**Data for this task**.
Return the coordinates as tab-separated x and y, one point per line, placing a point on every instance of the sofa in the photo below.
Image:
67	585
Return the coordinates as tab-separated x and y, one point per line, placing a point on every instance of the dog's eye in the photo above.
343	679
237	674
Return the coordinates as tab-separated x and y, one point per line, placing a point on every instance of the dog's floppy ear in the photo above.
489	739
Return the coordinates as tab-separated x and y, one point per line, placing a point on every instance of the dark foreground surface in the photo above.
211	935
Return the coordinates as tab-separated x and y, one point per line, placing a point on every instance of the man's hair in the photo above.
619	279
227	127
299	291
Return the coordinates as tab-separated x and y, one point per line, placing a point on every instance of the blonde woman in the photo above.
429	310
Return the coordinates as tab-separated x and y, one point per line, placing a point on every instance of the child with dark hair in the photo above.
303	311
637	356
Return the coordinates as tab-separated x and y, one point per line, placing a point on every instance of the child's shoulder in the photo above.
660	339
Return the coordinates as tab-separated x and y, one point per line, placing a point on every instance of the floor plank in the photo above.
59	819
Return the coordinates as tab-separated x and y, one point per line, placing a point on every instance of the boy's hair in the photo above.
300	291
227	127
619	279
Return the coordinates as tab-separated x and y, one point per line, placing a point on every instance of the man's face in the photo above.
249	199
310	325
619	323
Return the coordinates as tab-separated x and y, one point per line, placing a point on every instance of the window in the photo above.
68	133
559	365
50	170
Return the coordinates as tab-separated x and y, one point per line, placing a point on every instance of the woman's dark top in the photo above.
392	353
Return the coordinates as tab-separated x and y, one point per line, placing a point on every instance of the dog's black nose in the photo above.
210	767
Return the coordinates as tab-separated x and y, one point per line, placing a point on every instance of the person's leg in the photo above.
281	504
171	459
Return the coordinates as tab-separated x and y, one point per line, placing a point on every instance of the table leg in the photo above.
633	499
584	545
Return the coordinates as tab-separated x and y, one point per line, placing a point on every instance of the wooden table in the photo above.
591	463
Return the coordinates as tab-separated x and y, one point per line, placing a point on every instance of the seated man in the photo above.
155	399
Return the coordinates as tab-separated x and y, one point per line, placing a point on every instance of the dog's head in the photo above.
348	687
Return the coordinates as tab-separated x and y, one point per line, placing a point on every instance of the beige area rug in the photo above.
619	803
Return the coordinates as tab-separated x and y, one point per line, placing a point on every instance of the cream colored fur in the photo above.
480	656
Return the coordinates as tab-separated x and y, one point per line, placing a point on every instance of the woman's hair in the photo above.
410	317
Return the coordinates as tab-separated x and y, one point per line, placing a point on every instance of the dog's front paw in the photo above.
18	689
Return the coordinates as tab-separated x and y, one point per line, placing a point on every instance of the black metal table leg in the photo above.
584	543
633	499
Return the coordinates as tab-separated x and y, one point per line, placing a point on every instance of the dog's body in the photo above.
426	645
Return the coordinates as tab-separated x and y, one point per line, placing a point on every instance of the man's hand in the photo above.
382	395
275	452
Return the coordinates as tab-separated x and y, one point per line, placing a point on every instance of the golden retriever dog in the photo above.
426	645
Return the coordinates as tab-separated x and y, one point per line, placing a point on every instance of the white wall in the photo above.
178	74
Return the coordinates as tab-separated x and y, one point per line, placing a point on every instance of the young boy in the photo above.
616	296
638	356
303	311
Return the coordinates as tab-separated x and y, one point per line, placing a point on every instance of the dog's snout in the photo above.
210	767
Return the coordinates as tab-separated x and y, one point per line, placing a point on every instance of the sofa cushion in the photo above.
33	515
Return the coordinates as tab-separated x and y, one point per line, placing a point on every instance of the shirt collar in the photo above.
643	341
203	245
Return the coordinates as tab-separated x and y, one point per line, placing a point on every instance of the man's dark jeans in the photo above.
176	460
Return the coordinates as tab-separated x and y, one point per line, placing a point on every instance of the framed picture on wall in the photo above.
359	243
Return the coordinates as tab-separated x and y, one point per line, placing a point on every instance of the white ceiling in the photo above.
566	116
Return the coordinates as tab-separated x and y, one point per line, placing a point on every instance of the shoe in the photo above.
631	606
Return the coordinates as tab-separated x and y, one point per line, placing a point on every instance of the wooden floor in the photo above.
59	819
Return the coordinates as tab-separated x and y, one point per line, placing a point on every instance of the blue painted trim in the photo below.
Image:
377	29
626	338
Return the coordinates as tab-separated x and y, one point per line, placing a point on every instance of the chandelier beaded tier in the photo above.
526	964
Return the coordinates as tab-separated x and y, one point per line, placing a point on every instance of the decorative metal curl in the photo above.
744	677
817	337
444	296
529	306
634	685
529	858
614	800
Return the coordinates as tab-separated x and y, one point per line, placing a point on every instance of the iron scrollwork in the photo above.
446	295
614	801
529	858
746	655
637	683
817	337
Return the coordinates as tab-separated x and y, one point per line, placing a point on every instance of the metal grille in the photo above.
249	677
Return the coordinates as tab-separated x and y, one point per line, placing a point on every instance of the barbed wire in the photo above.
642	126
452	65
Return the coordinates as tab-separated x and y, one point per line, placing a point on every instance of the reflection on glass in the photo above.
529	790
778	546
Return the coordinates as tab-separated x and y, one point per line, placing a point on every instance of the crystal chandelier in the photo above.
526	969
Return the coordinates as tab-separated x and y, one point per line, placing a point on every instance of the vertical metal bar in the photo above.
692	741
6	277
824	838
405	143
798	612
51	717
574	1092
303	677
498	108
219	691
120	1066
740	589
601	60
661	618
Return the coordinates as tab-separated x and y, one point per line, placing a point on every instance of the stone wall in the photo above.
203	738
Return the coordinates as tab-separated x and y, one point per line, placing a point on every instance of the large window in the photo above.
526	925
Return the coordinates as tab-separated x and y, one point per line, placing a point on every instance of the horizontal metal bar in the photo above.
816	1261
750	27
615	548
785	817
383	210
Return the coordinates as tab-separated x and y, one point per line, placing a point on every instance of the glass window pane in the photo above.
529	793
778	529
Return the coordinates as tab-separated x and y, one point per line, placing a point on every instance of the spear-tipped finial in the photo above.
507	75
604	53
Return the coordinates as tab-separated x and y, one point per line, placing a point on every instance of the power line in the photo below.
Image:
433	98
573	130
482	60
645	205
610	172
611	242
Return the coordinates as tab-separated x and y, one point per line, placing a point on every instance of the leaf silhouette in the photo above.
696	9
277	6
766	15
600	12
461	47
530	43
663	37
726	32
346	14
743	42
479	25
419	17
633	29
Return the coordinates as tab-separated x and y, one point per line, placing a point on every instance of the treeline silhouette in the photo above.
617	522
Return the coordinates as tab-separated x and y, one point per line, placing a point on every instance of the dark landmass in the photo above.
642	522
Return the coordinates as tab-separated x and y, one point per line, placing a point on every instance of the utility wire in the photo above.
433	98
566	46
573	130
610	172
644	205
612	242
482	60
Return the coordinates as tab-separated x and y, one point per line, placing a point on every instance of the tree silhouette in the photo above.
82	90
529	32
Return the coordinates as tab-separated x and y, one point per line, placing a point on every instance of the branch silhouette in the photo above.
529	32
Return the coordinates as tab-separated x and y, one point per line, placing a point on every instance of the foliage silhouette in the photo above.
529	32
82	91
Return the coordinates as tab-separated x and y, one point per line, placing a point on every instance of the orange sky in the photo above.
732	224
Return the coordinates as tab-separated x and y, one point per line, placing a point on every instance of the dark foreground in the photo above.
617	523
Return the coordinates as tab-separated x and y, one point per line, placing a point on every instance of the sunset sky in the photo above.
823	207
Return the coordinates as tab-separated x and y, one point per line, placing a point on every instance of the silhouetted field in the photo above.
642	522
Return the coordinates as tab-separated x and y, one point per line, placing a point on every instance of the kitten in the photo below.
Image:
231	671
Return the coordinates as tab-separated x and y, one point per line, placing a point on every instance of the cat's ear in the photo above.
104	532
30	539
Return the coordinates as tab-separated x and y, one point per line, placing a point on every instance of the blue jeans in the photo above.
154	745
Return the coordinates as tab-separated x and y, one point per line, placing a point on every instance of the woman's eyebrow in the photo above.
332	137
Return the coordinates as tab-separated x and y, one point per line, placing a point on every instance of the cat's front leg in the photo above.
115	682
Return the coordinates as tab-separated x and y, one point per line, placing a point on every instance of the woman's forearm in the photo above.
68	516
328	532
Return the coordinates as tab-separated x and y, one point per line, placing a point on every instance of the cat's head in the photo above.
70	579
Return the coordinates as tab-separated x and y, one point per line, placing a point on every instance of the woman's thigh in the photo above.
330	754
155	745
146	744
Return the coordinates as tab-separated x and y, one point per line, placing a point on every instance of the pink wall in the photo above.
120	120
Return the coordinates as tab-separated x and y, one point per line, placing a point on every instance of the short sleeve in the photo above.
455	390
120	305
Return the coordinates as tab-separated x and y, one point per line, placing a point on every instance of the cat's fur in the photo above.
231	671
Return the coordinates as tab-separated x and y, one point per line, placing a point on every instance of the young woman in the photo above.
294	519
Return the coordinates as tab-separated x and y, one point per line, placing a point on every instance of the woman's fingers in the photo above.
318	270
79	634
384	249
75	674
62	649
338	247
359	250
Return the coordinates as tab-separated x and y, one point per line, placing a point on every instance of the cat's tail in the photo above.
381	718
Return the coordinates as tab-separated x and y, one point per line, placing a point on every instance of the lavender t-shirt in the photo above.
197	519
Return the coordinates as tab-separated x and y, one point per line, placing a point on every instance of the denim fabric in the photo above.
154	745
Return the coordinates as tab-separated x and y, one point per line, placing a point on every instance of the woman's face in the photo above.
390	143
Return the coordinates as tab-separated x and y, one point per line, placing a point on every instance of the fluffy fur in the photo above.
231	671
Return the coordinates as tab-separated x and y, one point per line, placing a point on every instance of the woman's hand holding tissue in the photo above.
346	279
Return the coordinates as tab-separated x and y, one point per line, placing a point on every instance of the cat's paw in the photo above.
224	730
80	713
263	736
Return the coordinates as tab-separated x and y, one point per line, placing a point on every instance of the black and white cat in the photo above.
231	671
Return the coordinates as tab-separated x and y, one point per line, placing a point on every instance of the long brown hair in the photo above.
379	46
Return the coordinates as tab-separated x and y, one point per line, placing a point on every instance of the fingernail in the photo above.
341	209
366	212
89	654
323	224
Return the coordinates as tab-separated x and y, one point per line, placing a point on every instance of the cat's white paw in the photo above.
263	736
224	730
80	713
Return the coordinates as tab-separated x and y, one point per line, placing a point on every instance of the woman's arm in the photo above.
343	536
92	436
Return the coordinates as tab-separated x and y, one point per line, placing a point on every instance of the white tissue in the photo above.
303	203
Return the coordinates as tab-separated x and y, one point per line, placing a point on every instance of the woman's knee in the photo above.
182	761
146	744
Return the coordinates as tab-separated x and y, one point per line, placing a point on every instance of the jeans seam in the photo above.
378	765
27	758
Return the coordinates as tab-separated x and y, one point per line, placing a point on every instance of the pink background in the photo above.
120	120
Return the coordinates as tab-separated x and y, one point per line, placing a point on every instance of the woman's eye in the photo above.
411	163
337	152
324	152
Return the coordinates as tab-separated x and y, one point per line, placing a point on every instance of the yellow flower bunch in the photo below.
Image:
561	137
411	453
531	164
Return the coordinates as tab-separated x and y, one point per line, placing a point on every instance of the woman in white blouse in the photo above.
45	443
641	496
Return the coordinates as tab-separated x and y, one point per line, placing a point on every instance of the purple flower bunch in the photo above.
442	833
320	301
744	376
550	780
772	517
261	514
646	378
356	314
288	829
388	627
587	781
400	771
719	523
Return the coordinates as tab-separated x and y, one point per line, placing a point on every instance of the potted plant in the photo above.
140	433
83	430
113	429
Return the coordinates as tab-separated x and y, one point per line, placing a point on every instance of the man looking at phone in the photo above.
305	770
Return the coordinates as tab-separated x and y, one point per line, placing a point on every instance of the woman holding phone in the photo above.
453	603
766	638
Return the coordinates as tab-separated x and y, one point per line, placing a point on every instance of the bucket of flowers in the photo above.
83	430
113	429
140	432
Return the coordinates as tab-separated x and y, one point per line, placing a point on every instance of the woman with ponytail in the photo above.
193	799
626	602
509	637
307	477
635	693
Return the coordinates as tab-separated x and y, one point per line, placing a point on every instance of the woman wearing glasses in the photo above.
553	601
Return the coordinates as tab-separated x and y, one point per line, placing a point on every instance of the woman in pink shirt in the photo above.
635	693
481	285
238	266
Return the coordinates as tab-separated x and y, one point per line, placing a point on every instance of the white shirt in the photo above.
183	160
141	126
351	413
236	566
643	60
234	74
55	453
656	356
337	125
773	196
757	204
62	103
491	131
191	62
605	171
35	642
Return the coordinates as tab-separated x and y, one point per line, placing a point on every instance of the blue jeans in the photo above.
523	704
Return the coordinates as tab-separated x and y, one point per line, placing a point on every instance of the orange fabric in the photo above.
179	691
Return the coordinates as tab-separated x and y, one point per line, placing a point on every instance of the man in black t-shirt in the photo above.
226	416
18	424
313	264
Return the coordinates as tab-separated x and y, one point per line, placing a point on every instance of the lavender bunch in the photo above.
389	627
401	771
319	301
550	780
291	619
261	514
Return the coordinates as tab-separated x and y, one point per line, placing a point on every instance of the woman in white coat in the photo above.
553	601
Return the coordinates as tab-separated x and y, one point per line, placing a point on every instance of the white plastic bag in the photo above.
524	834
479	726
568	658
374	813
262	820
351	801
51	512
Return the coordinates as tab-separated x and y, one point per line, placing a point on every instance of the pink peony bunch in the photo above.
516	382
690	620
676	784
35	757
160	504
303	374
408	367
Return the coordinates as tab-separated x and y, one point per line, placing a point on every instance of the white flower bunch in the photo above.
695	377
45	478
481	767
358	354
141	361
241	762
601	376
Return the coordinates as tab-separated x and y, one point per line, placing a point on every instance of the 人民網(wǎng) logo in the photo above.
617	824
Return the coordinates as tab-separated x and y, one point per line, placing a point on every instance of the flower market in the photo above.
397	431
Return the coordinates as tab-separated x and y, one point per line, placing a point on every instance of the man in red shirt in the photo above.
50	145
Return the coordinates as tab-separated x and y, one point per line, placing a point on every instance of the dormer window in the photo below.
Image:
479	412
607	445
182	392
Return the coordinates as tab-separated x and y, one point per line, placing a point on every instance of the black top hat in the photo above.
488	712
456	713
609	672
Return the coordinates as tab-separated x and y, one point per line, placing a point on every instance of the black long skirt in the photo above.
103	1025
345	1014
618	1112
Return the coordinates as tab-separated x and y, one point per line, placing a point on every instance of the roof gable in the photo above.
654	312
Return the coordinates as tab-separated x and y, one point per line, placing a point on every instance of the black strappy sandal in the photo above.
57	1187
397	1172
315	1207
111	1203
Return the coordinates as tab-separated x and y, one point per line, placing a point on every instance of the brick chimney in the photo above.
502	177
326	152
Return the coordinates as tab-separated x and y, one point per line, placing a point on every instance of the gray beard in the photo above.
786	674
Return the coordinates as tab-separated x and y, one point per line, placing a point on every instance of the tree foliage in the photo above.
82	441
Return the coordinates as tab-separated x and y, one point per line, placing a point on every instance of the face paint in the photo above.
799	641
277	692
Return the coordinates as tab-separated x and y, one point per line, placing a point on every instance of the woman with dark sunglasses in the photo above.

**Instructions to follow**. Exact repetition is required for the lines from the one that contains "chimney in the photo above." through the final line; leave out everything else.

**Answer to the problem**.
Return the coordinates as tab-separated x and y, one point per line, placing a point on every instance of the brick chimney in the photo above.
502	177
326	152
Return the coordinates as tab-separated x and y, one point per line, placing a point on every instance of the gray beard in the photo above.
786	674
Return the coordinates as tab-separated x and y, one point per line, placing a point on every instance of the tree foliage in the photo above.
82	441
Return the coordinates as tab-separated x and y, one point per line, placing a point on every instance of the face paint in the photo above.
799	641
277	692
Return the coordinates as tab-separated x and y, one point per line, placing a point on every instance of the woman with dark sunglasses in the photo above.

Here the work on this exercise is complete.